> **Work required**
Return each record word for word and omit the pictures.

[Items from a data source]
──────────

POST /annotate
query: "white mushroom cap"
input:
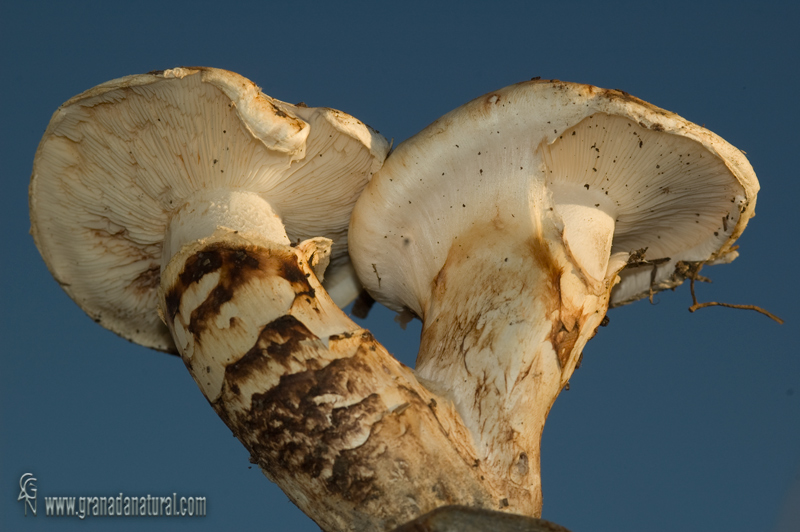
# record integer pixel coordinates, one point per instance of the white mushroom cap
(612, 164)
(126, 164)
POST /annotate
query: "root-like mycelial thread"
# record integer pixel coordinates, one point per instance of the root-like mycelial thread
(691, 270)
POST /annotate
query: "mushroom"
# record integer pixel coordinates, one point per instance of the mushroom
(186, 195)
(512, 223)
(130, 171)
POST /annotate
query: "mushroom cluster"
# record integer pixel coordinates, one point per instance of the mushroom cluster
(511, 224)
(189, 212)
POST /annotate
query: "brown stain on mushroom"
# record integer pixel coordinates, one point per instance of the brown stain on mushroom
(237, 266)
(295, 434)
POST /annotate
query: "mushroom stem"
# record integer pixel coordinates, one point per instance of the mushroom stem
(510, 312)
(342, 427)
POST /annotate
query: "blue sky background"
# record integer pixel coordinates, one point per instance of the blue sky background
(674, 419)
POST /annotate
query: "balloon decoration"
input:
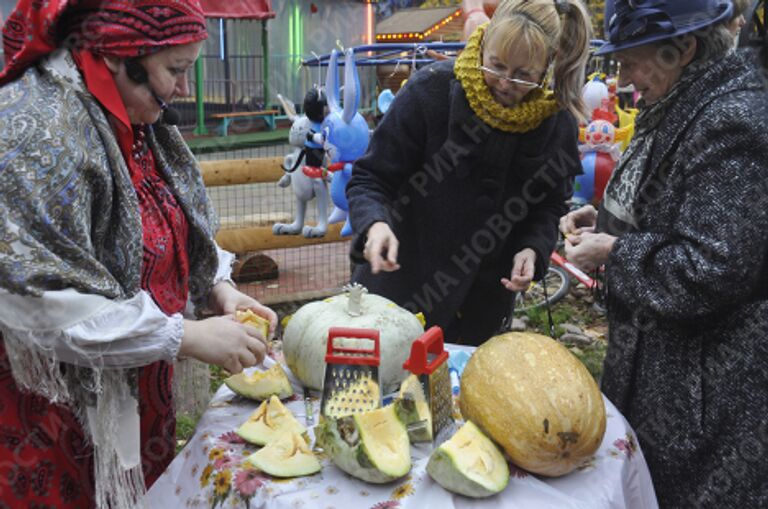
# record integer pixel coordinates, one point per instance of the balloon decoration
(602, 142)
(345, 134)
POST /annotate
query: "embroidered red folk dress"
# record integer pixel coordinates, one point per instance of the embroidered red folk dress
(45, 461)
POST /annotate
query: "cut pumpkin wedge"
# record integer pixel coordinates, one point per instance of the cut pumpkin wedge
(268, 422)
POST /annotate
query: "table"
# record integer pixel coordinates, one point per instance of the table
(208, 473)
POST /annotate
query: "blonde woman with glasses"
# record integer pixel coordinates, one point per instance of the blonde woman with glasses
(455, 205)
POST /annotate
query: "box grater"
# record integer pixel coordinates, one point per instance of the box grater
(429, 362)
(351, 383)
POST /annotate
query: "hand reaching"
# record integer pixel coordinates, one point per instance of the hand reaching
(226, 300)
(523, 269)
(381, 248)
(589, 250)
(579, 221)
(223, 341)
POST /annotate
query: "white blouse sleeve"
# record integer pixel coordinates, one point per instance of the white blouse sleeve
(91, 330)
(224, 273)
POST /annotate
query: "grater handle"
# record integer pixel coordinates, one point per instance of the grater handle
(431, 342)
(364, 356)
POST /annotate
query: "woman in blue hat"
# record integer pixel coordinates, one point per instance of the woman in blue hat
(682, 232)
(456, 202)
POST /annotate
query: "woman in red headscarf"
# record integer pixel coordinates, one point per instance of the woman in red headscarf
(106, 233)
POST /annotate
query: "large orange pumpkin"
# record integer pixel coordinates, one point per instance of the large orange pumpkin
(536, 400)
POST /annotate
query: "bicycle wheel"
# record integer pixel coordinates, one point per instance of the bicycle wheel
(558, 283)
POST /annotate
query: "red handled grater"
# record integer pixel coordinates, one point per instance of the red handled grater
(351, 384)
(429, 362)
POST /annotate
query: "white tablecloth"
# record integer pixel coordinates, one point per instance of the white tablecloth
(209, 473)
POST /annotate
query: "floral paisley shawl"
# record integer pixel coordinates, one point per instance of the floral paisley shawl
(69, 218)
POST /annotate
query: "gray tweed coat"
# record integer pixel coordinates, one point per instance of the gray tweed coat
(688, 297)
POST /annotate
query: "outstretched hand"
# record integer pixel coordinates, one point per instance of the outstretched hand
(227, 300)
(223, 341)
(579, 221)
(381, 248)
(589, 250)
(523, 270)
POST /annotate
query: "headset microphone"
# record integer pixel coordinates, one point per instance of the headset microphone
(138, 74)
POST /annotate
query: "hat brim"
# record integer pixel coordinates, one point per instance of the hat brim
(611, 47)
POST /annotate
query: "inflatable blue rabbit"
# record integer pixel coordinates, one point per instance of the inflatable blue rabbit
(345, 134)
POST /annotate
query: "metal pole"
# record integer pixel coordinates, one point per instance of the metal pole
(200, 129)
(265, 62)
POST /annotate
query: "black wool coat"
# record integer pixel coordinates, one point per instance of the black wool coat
(462, 199)
(688, 297)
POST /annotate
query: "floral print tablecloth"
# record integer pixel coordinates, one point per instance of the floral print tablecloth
(210, 473)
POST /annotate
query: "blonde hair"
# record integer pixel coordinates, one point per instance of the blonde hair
(564, 41)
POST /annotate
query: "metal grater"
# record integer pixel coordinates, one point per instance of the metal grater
(429, 362)
(351, 384)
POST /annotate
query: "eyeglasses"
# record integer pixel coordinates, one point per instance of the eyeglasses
(514, 81)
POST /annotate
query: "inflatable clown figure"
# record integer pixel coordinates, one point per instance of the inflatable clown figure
(599, 154)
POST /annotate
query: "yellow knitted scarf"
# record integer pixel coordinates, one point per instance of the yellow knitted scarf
(537, 105)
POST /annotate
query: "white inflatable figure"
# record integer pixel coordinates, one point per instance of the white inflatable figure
(304, 187)
(593, 94)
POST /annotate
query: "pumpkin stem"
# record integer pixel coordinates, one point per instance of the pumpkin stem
(355, 293)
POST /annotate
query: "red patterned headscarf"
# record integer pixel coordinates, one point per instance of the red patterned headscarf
(121, 28)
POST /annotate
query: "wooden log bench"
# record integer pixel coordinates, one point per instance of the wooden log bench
(226, 118)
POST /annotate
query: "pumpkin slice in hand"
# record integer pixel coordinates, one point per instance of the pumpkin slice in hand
(261, 384)
(287, 456)
(268, 422)
(372, 446)
(413, 410)
(248, 317)
(469, 464)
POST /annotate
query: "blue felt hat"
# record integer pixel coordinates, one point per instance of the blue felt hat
(631, 23)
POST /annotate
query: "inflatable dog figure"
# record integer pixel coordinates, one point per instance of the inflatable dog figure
(304, 187)
(345, 134)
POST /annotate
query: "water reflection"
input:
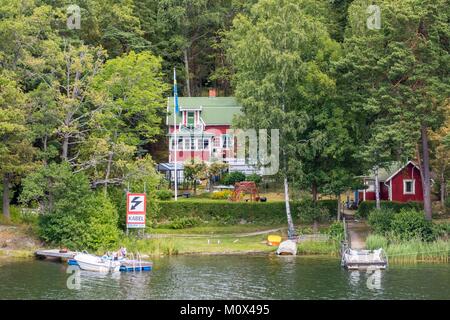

──────────

> **Answer to this exercise**
POST /annotate
query: "white mushroom cap"
input:
# record integer pixel coordinates, one point per instance of the white mushroom cap
(612, 164)
(126, 164)
POST /annotate
query: "root-like mycelial thread"
# record integer pixel coordinates, one point per instance of the root-like mycelial thread
(691, 270)
POST /annotate
query: "mushroom"
# record integer pixel coordinates, one point per instance of the mushroom
(186, 195)
(512, 223)
(130, 171)
POST /annotate
query: "mushroom cluster"
# record integer pixel coordinates, one point per instance of the mushroom cluster
(511, 224)
(189, 212)
POST /annotate
query: "brown stain on mushroom"
# record integer pixel coordinates, one point per instance of the brown stain on mushroom
(237, 266)
(295, 434)
POST /annotate
query: "mushroom stem"
# record integer pixel coordinates, one point per instance of the mushroom stem
(510, 312)
(342, 427)
POST /annotate
query: "blue sky background"
# record integer pixel coordinates, one point per instance of the blue sky background
(674, 419)
POST /annotate
query: "balloon decoration"
input:
# record integer pixel coordinates, one point per instance of the balloon decoration
(602, 142)
(345, 134)
POST /annotate
query: "embroidered red folk dress"
# record integer pixel coordinates, one point per instance of the embroidered red folk dress
(45, 461)
POST /annotate
query: "cut pumpkin wedge"
# record integer pixel coordinates, one point per instance of the cut pumpkin wedge
(268, 422)
POST /annotate
query: "table"
# record integer pixel coordinates, one point per instance of the table
(208, 473)
POST /annotate
query: "blonde woman with glasses"
# record integer pixel coordinates, one point per instance of the blonde woman with glasses
(455, 205)
POST /annotate
query: "box grater"
# record integer pixel coordinates, one point per instance of the box grater
(429, 362)
(351, 383)
POST /annotate
query: "hand reaching"
# record integer pixel coordinates, one point per instance of the hand reaching
(226, 300)
(523, 269)
(381, 248)
(589, 250)
(579, 221)
(223, 341)
POST /annotate
query: "white blouse sleeve"
# record integer pixel coordinates, one point per instance of the white blouse sleeve
(91, 330)
(224, 273)
POST /annotate
query: "grater handle"
# record integer pixel coordinates, one point per instance of the grater handle
(431, 342)
(364, 356)
POST /annotate
query: "woman in blue hat"
# record integer pixel coordinates, one point per instance of the woman in blue hat
(682, 232)
(456, 202)
POST /annotate
query: "woman in red headscarf"
# record integer pixel coordinates, one point per instance of the woman in red headscarf
(106, 233)
POST /annotate
query: "large orange pumpkin"
# record integer pixel coordinates, one point per instance of the large orange pumpkin
(536, 400)
POST /annotate
query: "bicycle wheel"
# record integer pixel coordinates, one point per instance of the bicycle wheel
(558, 283)
POST /annotate
query: "red handled grater"
# record integer pixel coordinates, one point per instance of the red handled grater
(351, 384)
(429, 362)
POST /annotate
query: "white tablecloth"
# record integer pixel coordinates, one point per instance of the white tablecloth
(209, 473)
POST /annotate
query: "floral paisley shawl"
# record integer pixel coordinates, one point per instance of the floral paisley shawl
(69, 218)
POST /annotate
query: "gray tweed coat"
# record integer pixel coordinates, one point per instance of the gray tweed coat
(688, 297)
POST /annotate
query: "outstretched hand"
# record integer pixel coordinates, one point per instance of the outstretched hand
(227, 300)
(223, 341)
(579, 221)
(381, 248)
(589, 250)
(523, 270)
POST /annotate
query: "headset microphone"
# record integer pixel coordinates, one point per instance of the headset microphone
(138, 74)
POST /annotate
query: "hat brim"
# record integer pixel coordinates, one point per instance of the hat brim
(611, 47)
POST /annotate
query: "inflatable blue rabbit"
# record integer pixel coordinates, one point per instance of the inflatable blue rabbit
(345, 134)
POST /annotate
query: "metal pole"
# record integer pixel coordinates, one point per instance of the metal pole
(200, 129)
(265, 62)
POST /annotate
query: "black wool coat"
# record integer pixel coordinates, one point per instance of the black wool coat
(462, 199)
(688, 297)
POST /annotate
query: "floral print tablecloth"
# record integer pixel coordinates, one point per instance of the floral print tablecloth
(210, 473)
POST /annotate
query: "blonde hair"
# record integer pixel coordinates, one point per instance of the blonde hair
(564, 41)
POST /annotate
query: "metal grater"
# record integer pixel coordinates, one point per instance of the metal grater
(429, 362)
(351, 384)
POST /annotate
query: "eyeglasses"
# record integer pixel coordinates, one point per instance of the eyeglasses
(514, 81)
POST /annotate
query: "inflatable clown figure"
# record integer pixel coordinates, one point per instance of the inflatable clown figure
(599, 154)
POST /annotate
query: "yellow knitted scarf"
# record integer pixel coordinates, one point per instance of the yellow knitted scarf
(537, 105)
POST /annotate
query: "white inflatable figure"
# record integer pixel coordinates, one point per instance of the white inflatable figure
(304, 187)
(593, 94)
POST /annotate
query: "pumpkin stem"
# record integer pixel coordinates, one point per instance of the pumpkin stem
(355, 293)
POST /annotate
query: "red patterned headscarf"
# record integer pixel coordinates, one point per instance of the red patterned headscarf
(121, 28)
POST /annotate
query: "wooden log bench"
# record integer pixel coordinates, one point per instance of the wooden log bench
(226, 118)
POST /annotate
query: "pumpkin slice in hand"
# record integer pixel coordinates, one point per instance of the pumpkin slice in hand
(261, 384)
(287, 456)
(268, 422)
(372, 446)
(413, 410)
(248, 317)
(469, 464)
POST /annotate
query: "blue felt hat"
# record integer pixel coordinates, one point per instance of the blue felt hat
(631, 23)
POST /annotate
query: "inflatable dog figure"
# record integer pixel coordinates, one point per instance of the inflatable dog figure
(304, 187)
(345, 134)
POST /annotate
query: "water reflection"
input:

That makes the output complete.